Page excerpt:
Pasni (the Weaning Ceremony or the Rice Feeding Ceremony) is a Nepali celebration in which a child is fed rice or solid food for the first time. Although centuries old tradition, modern science has established the fact that child's digestive system is capable of processing solid food when they are approximately six months old which is why Pasni is held for when a baby turns six months old but it can vary between daughters and sons.

Celebration 
This ceremony is held at  five  months for daughters, and  six  months for sons. An auspicious date and time is chosen by an astrologer, usually a Hindu, and all the closest relatives are invited to witness and to celebrate. The rice is the first and easily digestible solid food a baby eats. This custom varies with the variation of religion, caste and also place. Gurung, Magar serve kheer (rice pudding) which is rice cooked with milk and sugar. Similarly, Brahmin and Kshatris also do same. Whereas myriads of dishes are prepared and served in Newar. The main rice dish is served in one giant (often woven) plate of leaves. The remaining dishes, typically 84, are served around the main dish.

Data listing:
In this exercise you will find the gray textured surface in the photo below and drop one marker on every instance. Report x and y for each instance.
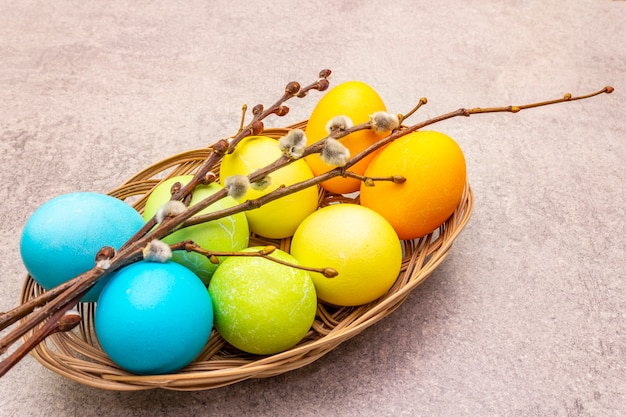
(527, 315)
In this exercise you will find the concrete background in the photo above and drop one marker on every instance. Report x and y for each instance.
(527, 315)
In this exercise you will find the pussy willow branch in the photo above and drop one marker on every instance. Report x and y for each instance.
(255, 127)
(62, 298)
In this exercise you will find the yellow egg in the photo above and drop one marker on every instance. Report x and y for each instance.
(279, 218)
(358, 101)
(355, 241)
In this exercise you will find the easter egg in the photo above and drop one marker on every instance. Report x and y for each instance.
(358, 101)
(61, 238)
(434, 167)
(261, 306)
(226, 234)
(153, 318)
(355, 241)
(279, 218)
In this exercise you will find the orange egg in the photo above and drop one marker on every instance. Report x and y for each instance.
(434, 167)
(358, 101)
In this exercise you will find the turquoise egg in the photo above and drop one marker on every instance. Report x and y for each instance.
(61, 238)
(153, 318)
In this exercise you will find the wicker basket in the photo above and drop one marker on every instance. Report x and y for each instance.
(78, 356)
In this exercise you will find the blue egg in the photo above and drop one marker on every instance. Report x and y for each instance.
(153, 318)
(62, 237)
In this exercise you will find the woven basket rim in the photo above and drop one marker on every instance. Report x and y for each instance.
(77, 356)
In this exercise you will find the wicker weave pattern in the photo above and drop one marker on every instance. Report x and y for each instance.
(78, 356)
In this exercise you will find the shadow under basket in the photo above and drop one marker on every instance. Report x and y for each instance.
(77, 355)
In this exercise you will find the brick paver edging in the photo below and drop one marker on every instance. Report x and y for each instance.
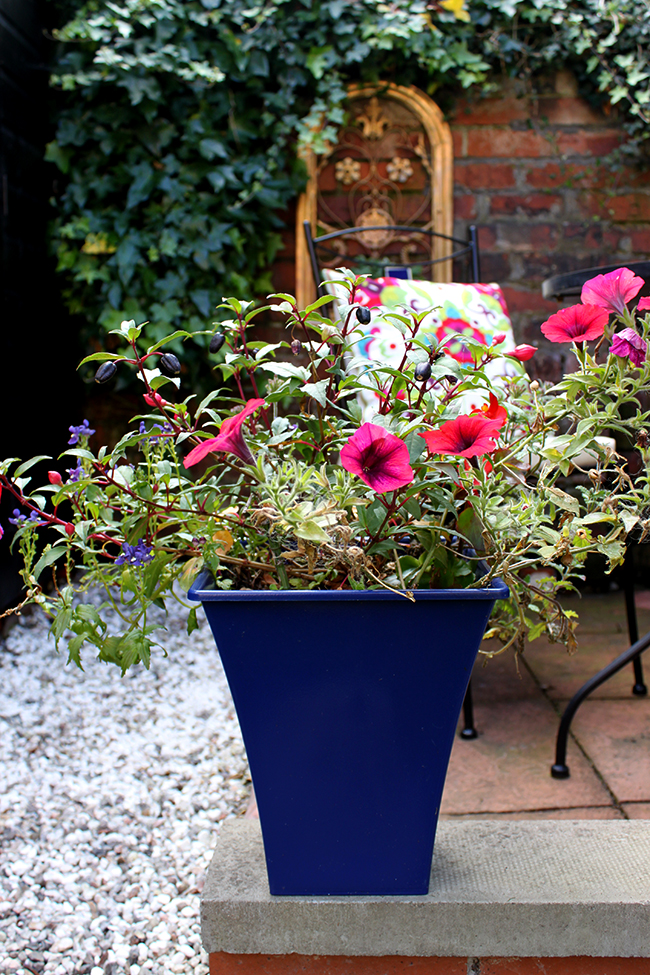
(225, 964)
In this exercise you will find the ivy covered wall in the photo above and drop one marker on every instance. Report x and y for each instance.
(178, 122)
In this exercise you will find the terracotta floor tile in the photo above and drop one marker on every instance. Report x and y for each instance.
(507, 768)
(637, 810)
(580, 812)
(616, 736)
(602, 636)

Tasks to carry out:
• 1. In the Pasni passage, what is the main rice dish served on?
• 2. Copy the Pasni passage word for word, starting with "Pasni (the Weaning" and going on through "daughters and sons.".
The material that comes after the Pasni passage stands on its own.

Task solutions:
• 1. One giant plate of leaves, which is often woven.

• 2.
Pasni (the Weaning Ceremony or the Rice Feeding Ceremony) is a Nepali celebration in which a child is fed rice or solid food for the first time. Although centuries old tradition, modern science has established the fact that child's digestive system is capable of processing solid food when they are approximately six months old which is why Pasni is held for when a baby turns six months old but it can vary between daughters and sons.